**WHAT NEEDS TO BE DONE**
Copy everything in the material below, from the line containing "Objective — a point for each instance of the white" down to the last line, keeping every line unchanged.

**Records pointing to named objects**
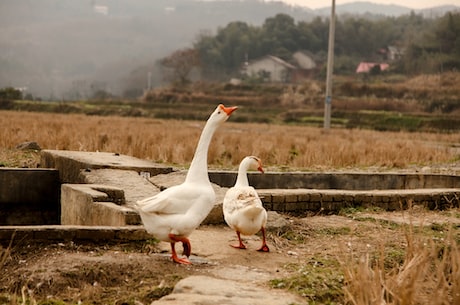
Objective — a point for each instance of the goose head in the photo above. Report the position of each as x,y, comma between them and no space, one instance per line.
252,162
221,114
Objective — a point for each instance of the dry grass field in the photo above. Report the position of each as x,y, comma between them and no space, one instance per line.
326,259
282,147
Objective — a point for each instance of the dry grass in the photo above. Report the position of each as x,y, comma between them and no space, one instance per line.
429,274
280,146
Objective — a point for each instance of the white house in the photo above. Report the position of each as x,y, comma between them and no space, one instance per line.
274,69
271,68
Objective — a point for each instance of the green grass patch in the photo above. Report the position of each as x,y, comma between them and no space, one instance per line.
319,280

**TASK ANSWER**
Objective — a point for each instance of the white house in the photo above. Report the position of each as x,y, comma between them and no space, one instance per line.
274,69
271,68
Objective — a point for each instance of the green grass patch in the photo above. Report the position of each as x,y, comma between them and no space, one instance per line.
319,280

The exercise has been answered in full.